▸ Assigned task A
In the text about Angela Merkel, what did Helmut Kohl dismissively call her?
▸ Assigned task B
Print the part of the text about Angela Merkel from "Kohl, then mired" to "Mädchen — the girl.".
▸ Assigned task C
Decide whether each statement agrees with the text about Angela Merkel: (i) The letter ran in the Frankfurter Allgemeine Zeitung. (ii) Merkel became head of the CDU in the same year the letter appeared. (iii) Jean Quatremer is a correspondent for Libération.

▸ Given text
════════════════

On December 22 1999, a letter appeared on the front page of Germany’s leading conservative daily, the Frankfurter Allgemeine Zeitung. It contained a searing attack on the country’s most highly regarded statesman, Helmut Kohl, recently retired chancellor and much-fêted architect of reunification.
Kohl, then mired in an ugly party funding scandal, had to be cut loose, the letter urged, as teenagers must jettison their parents to grow into adults. The only way forward for his Christian Democrats was a complete break with their past.
It was a remarkable letter, a clinical and very public coup de grâce delivered to an eminent, mortally wounded elder. What made it more remarkable was that the person who signed it was not one of the obviously thrusting young pretenders to Kohl’s Christian Democratic Union (CDU) throne, but a moon-faced and oddly unmemorable protégé whom he used to refer to, dismissively, as das Mädchen — the girl.
Some like to see in this episode — which launched Angela Merkel on the stratospheric trajectory that would see her elected head of the centre-right CDU the following year and Germany’s first woman chancellor barely five years after that — proof positive that she is a sharp, maybe even a ruthless opportunist, eminently capable of bold, decisive and, if necessary, dirty deeds to achieve her ends.
Others construe it more as an uncharacteristic moment of madness from a politician who otherwise has constructed an entire career on caution and consensus — a public figure so superficially unremarkable, so singularly lacking in passion or charisma that in nearly 25 years in politics she has, as her biographer puts it, “not made a single speech that stayed in the memory”. A moderator, not a leader; a tactician, not a strategist.
She could, of course, be both. But, as the euro teeters on the precipice and economic disaster beckons, what is becoming increasingly clear is that if she is, a great many people (most of them, it has to be said, outside Germany) would actually quite like to see a bit more of the former and rather less of the latter. A touch more of the bold and decisive, somewhat less of the calm and methodical. If possible.
Merkel is, after all, about the most important person in the world right now. As leader of the eurozone’s undisputed economic powerhouse, she in effect holds the future financial wellbeing of all of us in her hands. And the worry is that she is not up to the job. For all her undoubted qualities and undimmed domestic popularity (the pollsters, certainly, see no hint of a rival who could threaten her re-election in 2013, for a third successive term), Merkel, a pale, irredeemably frumpy, maddeningly hard-to-pin-down shadow of an Adenauer, a Brandt and a Kohl, is not what is needed, say her critics.
Some are downright damning. “Since the very beginning of this crisis, in 2007-2008, Angela Merkel has not ceased providing us with the proof that she is really not the stuff of which great leaders are made,” said Jean Quatremer, long-standing Brussels correspondent of the French daily Libération and a veteran observer of European affairs.

════════════════

Stored records
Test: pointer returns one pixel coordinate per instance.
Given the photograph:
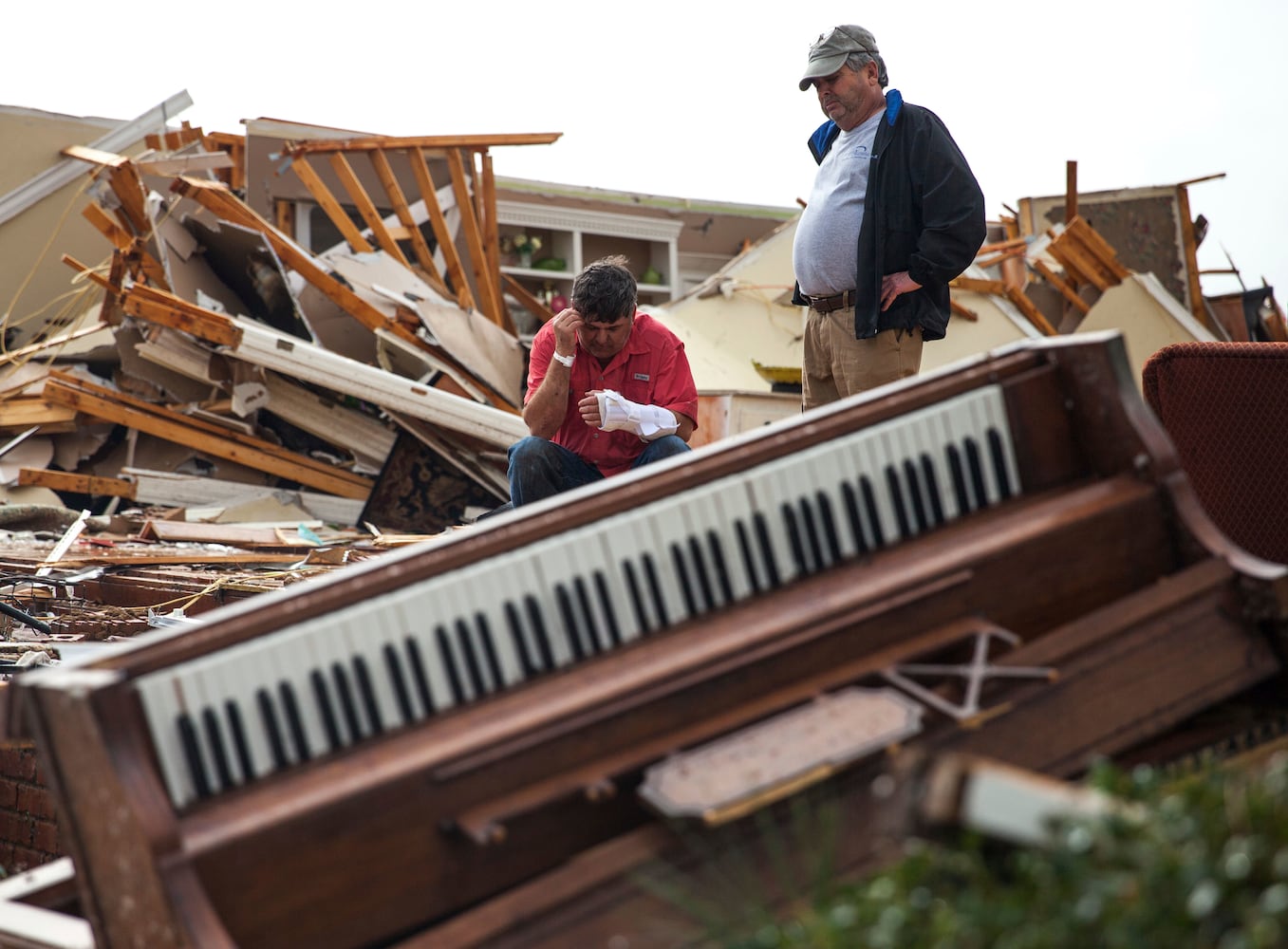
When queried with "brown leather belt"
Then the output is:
(826, 304)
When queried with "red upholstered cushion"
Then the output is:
(1223, 404)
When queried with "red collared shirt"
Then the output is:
(650, 370)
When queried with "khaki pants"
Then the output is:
(836, 364)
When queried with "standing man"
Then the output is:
(609, 389)
(894, 215)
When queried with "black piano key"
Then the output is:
(975, 472)
(997, 452)
(686, 581)
(569, 613)
(218, 751)
(916, 496)
(419, 675)
(934, 498)
(527, 657)
(869, 505)
(720, 568)
(655, 591)
(326, 710)
(606, 605)
(961, 488)
(490, 656)
(764, 545)
(348, 706)
(294, 722)
(537, 621)
(367, 693)
(812, 522)
(829, 541)
(901, 512)
(702, 573)
(595, 641)
(473, 661)
(272, 729)
(854, 518)
(192, 754)
(402, 695)
(455, 677)
(796, 538)
(237, 735)
(635, 587)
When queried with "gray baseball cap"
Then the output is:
(833, 47)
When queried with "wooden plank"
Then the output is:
(172, 426)
(1078, 264)
(979, 286)
(488, 302)
(103, 223)
(527, 300)
(959, 309)
(76, 483)
(20, 354)
(442, 233)
(362, 201)
(493, 240)
(1029, 309)
(330, 205)
(1099, 249)
(183, 163)
(165, 309)
(1191, 266)
(25, 411)
(418, 141)
(1065, 289)
(393, 191)
(1071, 191)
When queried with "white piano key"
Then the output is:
(533, 573)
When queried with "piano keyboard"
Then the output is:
(314, 689)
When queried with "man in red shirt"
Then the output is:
(609, 389)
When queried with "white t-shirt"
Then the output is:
(825, 252)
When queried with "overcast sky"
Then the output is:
(692, 100)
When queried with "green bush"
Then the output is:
(1200, 863)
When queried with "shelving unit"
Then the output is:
(578, 237)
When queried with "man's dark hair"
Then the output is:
(605, 291)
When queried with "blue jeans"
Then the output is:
(540, 468)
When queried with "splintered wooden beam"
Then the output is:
(362, 201)
(1065, 289)
(526, 299)
(416, 141)
(1029, 309)
(75, 483)
(204, 437)
(442, 233)
(1189, 248)
(330, 205)
(219, 201)
(165, 309)
(491, 232)
(393, 191)
(1014, 294)
(979, 286)
(490, 302)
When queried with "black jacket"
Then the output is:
(924, 213)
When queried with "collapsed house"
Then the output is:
(304, 331)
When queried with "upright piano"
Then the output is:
(364, 758)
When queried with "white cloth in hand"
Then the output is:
(648, 422)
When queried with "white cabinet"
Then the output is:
(577, 237)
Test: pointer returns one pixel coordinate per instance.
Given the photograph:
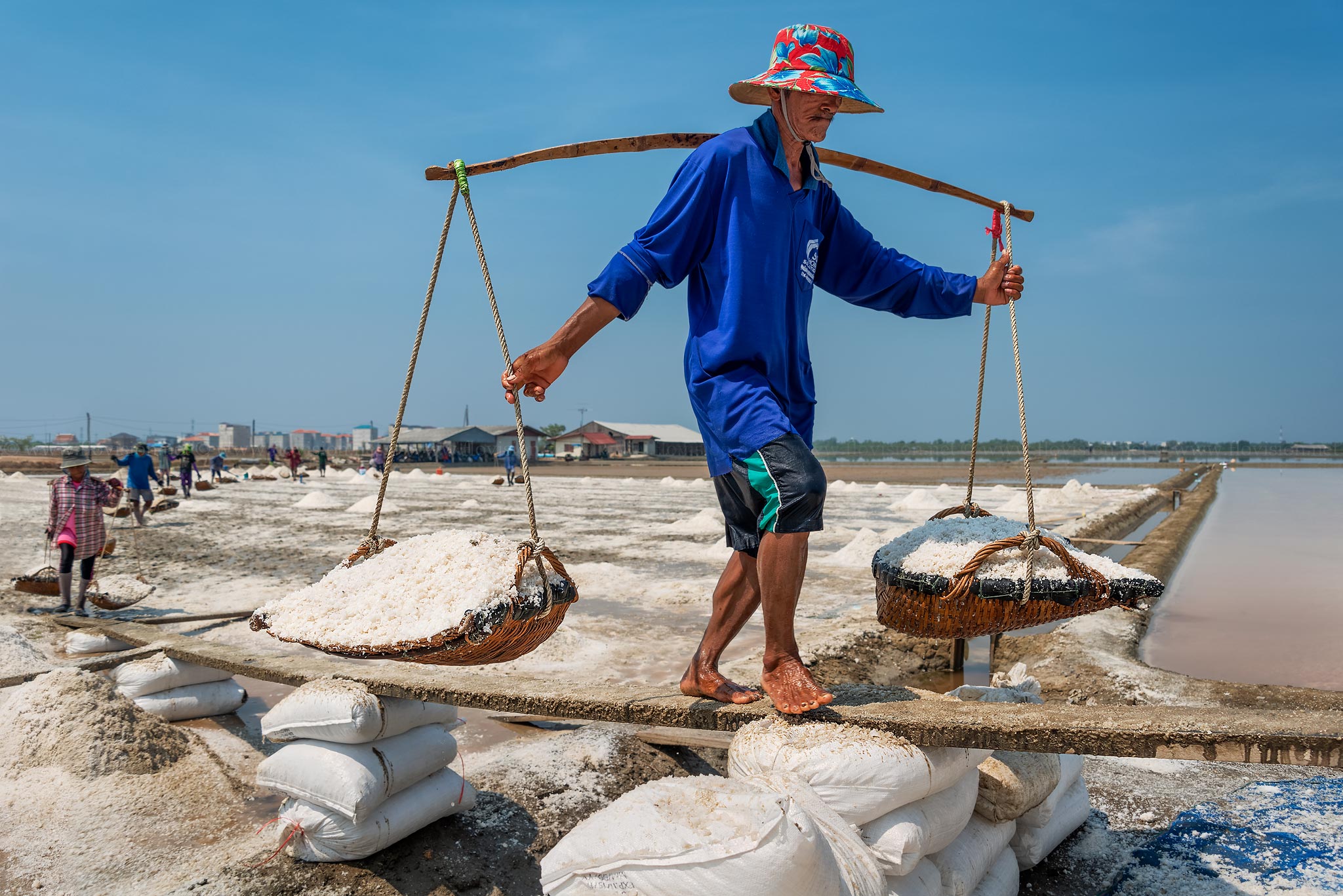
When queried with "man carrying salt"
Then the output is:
(755, 226)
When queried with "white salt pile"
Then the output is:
(707, 522)
(124, 587)
(412, 590)
(944, 547)
(18, 655)
(77, 720)
(319, 501)
(366, 505)
(857, 554)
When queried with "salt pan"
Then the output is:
(320, 501)
(366, 505)
(944, 547)
(412, 590)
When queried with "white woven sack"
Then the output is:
(902, 837)
(860, 773)
(93, 642)
(195, 701)
(1033, 844)
(971, 855)
(353, 779)
(161, 672)
(1002, 879)
(923, 880)
(1070, 770)
(323, 836)
(758, 836)
(346, 712)
(1012, 782)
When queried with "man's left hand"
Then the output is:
(999, 284)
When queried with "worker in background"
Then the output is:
(140, 471)
(187, 461)
(753, 225)
(74, 523)
(164, 463)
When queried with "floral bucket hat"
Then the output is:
(809, 60)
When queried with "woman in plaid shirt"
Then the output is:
(74, 522)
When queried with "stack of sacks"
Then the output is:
(360, 771)
(176, 690)
(1043, 794)
(79, 641)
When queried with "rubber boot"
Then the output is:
(65, 593)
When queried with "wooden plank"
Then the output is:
(645, 143)
(1289, 737)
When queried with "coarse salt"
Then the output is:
(412, 590)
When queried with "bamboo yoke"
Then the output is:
(535, 549)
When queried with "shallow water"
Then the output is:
(1257, 596)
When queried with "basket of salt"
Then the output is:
(452, 598)
(121, 591)
(967, 577)
(42, 581)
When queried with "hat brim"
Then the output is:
(755, 92)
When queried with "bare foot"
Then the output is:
(706, 682)
(793, 688)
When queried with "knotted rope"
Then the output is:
(534, 547)
(372, 545)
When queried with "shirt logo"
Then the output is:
(809, 261)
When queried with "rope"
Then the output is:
(984, 358)
(535, 545)
(1032, 534)
(371, 543)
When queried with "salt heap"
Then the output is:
(319, 501)
(944, 547)
(416, 589)
(75, 720)
(367, 504)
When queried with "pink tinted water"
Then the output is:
(1259, 596)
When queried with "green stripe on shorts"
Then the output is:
(763, 482)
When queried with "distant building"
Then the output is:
(598, 438)
(363, 437)
(120, 442)
(266, 440)
(234, 436)
(305, 440)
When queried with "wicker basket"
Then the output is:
(491, 634)
(43, 582)
(934, 606)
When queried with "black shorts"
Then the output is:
(780, 488)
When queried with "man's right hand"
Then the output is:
(535, 371)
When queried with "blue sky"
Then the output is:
(218, 212)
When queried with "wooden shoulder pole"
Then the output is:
(692, 140)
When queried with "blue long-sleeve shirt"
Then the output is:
(753, 249)
(142, 469)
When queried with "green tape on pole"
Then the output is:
(460, 167)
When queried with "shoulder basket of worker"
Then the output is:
(966, 604)
(498, 632)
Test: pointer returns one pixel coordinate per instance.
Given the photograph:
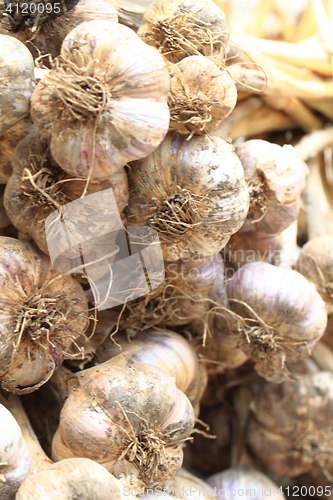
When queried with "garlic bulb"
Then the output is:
(192, 192)
(200, 95)
(38, 186)
(54, 23)
(180, 28)
(244, 483)
(275, 180)
(15, 457)
(166, 350)
(134, 413)
(217, 354)
(124, 115)
(186, 485)
(275, 316)
(292, 424)
(315, 262)
(8, 143)
(4, 221)
(16, 81)
(187, 293)
(77, 478)
(42, 313)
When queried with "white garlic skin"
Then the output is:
(17, 81)
(202, 13)
(243, 483)
(78, 478)
(283, 177)
(15, 458)
(135, 117)
(166, 350)
(197, 81)
(315, 262)
(109, 406)
(201, 166)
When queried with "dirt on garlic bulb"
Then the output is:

════════════════

▸ Result A
He called her "das Mädchen," meaning "the girl."

▸ Result B
Kohl, then mired in an ugly party funding scandal, had to be cut loose, the letter urged, as teenagers must jettison their parents to grow into adults. The only way forward for his Christian Democrats was a complete break with their past.
It was a remarkable letter, a clinical and very public coup de grâce delivered to an eminent, mortally wounded elder. What made it more remarkable was that the person who signed it was not one of the obviously thrusting young pretenders to Kohl’s Christian Democratic Union (CDU) throne, but a moon-faced and oddly unmemorable protégé whom he used to refer to, dismissively, as das Mädchen — the girl.

▸ Result C
(i) Yes: "a letter appeared on the front page of Germany’s leading conservative daily, the Frankfurter Allgemeine Zeitung."
(ii) No: "elected head of the centre-right CDU the following year."
(iii) Yes: "long-standing Brussels correspondent of the French daily Libération."